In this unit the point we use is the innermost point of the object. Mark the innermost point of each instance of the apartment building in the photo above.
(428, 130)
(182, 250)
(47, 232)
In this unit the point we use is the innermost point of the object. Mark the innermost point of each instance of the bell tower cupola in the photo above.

========================

◆ Exercise details ◆
Give back the entries exactly. Omit none of them.

◆ Result for this task ◆
In this unit the point we use is the innermost point of the object. Mark the innermost point of each instance of the apartment building in the photo above.
(428, 130)
(182, 250)
(47, 232)
In this unit the point we use is the innermost point of the object. Mark the innermost point of each instance of the bell tower cupola in the photo above.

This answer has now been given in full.